* [Aim of the task]: From the data below, copy exactly the lines that lie between the one holding "Target: white embroidered blouse" and the one holding "Kindly point to the reflection", including both, and nothing more.
########
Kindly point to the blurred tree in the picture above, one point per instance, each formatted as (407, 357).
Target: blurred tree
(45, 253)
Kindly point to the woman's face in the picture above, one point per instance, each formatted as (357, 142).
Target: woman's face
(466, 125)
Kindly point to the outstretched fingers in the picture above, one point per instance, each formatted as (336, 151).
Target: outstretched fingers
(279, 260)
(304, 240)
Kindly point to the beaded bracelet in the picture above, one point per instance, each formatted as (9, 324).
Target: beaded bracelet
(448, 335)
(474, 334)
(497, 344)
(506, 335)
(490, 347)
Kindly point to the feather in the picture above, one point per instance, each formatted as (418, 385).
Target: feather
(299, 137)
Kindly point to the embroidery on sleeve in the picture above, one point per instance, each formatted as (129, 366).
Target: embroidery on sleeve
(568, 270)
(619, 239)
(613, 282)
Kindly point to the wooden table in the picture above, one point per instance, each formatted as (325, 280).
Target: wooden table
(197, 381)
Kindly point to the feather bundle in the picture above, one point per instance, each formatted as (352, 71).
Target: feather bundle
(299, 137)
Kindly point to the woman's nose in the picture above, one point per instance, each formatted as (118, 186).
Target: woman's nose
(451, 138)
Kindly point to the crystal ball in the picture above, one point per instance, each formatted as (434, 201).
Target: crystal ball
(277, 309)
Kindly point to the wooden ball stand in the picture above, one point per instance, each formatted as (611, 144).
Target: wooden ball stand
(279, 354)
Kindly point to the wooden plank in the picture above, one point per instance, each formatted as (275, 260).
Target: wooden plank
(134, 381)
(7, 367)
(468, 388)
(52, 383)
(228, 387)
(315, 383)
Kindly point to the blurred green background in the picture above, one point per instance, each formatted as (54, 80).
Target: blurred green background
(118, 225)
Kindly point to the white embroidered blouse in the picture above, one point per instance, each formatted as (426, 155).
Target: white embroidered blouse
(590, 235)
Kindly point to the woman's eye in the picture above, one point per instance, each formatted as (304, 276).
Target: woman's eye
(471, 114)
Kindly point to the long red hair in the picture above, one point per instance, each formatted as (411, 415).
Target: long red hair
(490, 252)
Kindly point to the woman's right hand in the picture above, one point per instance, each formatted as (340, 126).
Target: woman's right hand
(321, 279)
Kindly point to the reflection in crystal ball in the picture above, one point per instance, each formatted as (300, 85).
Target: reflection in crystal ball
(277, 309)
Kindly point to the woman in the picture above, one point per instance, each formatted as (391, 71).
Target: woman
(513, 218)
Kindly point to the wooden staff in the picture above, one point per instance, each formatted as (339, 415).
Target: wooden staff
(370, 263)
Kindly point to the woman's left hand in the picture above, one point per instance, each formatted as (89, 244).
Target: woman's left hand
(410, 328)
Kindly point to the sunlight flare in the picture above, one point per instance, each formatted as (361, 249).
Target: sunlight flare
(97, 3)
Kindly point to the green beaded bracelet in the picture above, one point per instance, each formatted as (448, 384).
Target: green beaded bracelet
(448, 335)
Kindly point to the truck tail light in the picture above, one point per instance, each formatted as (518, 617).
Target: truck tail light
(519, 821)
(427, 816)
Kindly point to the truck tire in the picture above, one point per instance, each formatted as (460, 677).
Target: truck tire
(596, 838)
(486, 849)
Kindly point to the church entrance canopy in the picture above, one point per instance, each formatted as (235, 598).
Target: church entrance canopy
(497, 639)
########
* [Task result]:
Target: white embroidered blouse
(590, 235)
Kindly point to the woman's eye in the picture above, one point per instance, each formatted as (304, 276).
Target: woman's eye
(471, 114)
Kindly point to the long red hair in the picture above, one point per instance, each formatted as (411, 415).
Target: long red hair
(490, 252)
Kindly point to the woman's right hand in the picture above, one point per instance, each formatted as (340, 126).
Target: woman's right hand
(321, 279)
Kindly point to the reflection in crystal ball in the picture above, one point per instance, each formatted as (300, 85).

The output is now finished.